Request: Find each line in the rows below that contains the word "wall", and copy those lines in full. Case counts.

[start Supplied records]

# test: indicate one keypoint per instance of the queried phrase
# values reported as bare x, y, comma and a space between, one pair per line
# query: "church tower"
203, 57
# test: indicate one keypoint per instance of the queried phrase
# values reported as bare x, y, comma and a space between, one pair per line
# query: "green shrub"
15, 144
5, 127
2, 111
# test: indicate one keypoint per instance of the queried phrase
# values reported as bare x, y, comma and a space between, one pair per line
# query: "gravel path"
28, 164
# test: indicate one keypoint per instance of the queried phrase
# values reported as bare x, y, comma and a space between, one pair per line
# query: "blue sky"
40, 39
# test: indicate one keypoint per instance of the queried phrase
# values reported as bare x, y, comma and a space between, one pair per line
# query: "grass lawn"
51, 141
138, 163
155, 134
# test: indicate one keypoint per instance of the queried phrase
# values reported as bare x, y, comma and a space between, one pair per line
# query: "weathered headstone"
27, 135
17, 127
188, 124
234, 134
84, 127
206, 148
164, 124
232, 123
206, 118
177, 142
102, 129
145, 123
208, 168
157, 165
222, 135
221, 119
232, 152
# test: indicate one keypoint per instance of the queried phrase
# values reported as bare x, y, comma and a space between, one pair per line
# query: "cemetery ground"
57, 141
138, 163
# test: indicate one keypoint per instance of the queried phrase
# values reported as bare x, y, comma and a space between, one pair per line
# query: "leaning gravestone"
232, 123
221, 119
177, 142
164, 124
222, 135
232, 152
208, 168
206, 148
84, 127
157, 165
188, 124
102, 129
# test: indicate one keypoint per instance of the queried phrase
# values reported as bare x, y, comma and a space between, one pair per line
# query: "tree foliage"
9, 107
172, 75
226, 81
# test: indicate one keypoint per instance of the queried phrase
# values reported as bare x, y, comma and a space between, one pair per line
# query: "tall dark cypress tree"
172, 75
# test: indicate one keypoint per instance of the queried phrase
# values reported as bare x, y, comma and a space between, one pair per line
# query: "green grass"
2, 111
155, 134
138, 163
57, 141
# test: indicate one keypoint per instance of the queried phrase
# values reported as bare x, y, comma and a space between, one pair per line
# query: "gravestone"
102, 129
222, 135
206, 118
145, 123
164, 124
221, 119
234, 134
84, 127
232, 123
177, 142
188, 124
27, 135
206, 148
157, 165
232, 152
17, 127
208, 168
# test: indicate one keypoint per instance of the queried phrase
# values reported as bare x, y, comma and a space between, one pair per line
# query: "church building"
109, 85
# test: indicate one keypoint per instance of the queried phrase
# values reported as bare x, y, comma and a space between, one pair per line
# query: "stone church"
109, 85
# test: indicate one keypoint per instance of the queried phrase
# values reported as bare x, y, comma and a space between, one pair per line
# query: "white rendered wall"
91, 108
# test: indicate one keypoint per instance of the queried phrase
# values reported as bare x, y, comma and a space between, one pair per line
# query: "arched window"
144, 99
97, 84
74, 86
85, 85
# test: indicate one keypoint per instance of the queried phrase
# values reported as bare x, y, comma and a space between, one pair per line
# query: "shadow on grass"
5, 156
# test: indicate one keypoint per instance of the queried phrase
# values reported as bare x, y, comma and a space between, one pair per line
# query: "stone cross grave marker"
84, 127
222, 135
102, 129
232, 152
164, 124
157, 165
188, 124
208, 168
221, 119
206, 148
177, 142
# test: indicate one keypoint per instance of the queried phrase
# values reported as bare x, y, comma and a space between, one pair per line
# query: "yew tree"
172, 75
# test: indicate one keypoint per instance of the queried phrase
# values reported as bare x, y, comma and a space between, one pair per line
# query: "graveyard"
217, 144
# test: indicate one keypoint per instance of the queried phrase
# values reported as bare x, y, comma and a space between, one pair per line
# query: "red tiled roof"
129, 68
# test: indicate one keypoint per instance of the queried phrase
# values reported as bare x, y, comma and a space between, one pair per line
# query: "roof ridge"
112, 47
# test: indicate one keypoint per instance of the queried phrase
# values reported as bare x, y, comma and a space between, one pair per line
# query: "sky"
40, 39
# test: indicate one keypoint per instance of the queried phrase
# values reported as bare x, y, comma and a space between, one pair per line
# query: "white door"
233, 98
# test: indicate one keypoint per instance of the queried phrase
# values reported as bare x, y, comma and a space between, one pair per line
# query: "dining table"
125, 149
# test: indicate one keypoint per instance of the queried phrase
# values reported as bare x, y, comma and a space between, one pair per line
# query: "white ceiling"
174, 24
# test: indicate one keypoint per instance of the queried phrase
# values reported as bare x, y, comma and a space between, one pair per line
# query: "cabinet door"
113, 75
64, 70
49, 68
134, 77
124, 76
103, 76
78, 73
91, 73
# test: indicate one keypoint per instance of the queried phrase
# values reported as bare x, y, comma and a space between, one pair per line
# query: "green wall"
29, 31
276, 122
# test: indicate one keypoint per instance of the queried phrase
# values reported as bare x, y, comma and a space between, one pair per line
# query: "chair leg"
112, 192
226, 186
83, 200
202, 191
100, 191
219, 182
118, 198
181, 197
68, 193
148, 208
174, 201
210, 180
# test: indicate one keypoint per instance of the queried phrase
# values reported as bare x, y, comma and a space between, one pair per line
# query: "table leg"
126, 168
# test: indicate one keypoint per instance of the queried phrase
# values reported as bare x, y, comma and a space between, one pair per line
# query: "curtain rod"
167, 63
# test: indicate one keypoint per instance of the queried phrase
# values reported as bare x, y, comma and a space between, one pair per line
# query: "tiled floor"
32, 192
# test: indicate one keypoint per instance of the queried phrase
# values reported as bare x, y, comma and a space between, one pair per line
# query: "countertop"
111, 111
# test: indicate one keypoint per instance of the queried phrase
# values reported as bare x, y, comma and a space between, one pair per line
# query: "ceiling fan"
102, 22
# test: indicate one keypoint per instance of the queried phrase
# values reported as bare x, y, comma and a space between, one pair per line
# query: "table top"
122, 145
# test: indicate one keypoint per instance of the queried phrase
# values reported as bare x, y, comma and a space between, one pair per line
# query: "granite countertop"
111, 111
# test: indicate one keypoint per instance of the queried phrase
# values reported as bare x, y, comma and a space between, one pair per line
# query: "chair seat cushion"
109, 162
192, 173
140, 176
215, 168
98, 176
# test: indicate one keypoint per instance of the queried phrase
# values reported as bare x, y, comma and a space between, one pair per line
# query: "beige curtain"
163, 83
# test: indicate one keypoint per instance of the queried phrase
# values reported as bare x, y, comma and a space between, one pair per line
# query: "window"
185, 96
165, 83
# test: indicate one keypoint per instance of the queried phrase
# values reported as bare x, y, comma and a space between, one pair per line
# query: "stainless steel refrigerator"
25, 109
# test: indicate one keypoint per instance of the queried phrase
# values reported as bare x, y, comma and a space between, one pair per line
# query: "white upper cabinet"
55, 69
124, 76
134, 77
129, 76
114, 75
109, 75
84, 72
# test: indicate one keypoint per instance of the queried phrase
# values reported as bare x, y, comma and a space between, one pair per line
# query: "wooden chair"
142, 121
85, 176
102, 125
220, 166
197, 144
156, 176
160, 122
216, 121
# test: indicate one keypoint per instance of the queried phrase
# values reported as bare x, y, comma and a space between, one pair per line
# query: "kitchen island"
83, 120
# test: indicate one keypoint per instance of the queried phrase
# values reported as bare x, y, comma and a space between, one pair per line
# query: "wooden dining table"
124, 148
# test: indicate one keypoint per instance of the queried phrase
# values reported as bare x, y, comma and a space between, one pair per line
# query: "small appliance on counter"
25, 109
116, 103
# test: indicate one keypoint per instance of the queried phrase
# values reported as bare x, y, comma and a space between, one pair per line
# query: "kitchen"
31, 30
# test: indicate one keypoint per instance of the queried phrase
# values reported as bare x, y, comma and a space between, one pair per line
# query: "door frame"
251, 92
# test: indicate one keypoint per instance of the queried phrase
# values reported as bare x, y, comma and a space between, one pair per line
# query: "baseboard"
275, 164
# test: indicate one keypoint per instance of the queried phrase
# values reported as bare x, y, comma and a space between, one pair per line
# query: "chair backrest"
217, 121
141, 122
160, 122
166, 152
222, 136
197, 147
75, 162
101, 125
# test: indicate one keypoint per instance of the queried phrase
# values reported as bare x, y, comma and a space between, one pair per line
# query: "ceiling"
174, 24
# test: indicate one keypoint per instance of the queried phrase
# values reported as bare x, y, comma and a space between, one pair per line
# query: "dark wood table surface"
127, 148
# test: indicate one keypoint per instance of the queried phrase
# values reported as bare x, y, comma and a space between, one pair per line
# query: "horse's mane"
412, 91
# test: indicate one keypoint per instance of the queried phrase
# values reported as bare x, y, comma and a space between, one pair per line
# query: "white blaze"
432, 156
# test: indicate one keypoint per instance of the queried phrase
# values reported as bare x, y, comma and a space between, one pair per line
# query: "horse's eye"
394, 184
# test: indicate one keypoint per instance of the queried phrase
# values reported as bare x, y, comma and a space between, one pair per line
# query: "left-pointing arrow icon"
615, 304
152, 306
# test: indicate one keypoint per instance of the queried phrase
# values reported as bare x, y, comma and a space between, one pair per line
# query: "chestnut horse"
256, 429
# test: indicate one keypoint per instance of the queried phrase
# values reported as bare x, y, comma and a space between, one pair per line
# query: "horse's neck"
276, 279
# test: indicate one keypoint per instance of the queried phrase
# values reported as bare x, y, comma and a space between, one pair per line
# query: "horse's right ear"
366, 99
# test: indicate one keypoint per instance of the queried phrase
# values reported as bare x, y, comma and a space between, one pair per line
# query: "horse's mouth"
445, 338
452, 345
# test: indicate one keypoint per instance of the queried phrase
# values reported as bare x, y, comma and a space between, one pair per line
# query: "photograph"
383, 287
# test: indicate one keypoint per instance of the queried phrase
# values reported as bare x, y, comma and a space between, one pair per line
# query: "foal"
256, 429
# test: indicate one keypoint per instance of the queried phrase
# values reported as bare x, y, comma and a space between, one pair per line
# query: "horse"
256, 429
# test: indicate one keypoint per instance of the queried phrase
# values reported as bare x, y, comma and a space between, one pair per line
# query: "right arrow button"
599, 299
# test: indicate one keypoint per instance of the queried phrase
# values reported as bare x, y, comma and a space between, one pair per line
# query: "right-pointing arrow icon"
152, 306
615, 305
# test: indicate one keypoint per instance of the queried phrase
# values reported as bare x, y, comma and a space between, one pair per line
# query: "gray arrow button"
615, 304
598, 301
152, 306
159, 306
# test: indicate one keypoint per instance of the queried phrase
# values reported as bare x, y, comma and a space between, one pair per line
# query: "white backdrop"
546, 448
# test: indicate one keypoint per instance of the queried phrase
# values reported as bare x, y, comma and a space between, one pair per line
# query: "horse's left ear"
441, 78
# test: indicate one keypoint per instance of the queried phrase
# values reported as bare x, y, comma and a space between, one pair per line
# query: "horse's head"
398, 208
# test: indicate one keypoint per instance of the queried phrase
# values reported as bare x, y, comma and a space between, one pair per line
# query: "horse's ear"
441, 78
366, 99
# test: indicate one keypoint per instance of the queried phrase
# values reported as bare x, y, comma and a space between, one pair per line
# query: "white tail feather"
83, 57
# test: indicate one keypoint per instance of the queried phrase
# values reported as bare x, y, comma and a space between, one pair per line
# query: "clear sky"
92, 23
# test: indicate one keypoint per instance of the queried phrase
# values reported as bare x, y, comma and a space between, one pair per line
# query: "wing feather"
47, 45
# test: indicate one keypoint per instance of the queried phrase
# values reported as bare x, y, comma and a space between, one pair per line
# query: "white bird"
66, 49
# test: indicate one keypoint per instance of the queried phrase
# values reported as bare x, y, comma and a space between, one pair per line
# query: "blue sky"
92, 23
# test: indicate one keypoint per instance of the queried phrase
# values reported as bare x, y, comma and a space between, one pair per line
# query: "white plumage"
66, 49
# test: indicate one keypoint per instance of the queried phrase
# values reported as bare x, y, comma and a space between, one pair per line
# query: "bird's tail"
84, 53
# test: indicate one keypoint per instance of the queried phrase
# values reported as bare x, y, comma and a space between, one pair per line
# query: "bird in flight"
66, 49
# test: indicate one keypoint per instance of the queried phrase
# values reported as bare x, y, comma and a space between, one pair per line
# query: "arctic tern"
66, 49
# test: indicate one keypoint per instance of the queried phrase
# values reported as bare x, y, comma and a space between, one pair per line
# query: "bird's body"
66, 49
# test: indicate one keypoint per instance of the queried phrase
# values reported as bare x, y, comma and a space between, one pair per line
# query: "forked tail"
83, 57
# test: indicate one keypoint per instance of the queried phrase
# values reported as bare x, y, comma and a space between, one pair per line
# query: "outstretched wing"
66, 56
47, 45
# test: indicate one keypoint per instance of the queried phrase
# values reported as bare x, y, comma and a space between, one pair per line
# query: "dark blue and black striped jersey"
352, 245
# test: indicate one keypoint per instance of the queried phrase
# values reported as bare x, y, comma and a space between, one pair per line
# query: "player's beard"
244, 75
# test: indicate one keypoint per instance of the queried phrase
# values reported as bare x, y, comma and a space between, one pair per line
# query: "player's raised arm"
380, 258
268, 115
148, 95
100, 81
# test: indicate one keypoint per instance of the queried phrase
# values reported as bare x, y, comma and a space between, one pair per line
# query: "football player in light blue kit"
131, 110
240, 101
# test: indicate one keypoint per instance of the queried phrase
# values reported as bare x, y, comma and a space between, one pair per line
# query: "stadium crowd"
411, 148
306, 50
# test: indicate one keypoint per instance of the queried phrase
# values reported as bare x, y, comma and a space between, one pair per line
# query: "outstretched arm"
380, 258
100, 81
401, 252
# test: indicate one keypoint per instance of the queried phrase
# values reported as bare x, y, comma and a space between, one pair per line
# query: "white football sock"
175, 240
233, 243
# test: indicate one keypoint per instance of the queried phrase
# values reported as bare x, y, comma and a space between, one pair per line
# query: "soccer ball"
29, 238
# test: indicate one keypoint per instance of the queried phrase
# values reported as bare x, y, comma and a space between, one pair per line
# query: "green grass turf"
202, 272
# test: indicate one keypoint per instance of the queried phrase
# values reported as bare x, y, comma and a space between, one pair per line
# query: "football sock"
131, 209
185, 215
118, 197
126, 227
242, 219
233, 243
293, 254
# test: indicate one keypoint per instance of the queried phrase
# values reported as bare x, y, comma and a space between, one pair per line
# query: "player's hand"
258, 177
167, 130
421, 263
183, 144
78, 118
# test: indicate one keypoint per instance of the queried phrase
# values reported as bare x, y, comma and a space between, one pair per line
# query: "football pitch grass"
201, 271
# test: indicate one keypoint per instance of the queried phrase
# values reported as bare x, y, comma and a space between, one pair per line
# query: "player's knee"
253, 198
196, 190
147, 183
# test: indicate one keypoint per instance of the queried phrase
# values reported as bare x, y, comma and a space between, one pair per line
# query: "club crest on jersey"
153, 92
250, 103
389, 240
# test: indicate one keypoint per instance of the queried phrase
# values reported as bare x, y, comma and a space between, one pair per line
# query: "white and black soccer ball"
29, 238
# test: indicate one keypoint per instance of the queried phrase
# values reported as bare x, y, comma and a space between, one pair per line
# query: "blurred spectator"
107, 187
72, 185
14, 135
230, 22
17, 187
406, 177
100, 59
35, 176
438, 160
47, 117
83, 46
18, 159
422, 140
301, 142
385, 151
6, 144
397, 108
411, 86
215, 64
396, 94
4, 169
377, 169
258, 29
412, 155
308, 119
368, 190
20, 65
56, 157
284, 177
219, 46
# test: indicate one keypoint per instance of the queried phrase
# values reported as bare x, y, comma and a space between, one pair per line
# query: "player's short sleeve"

[end Supplied records]

Final answer:
# query: "white rendered wall"
# query: "green wall"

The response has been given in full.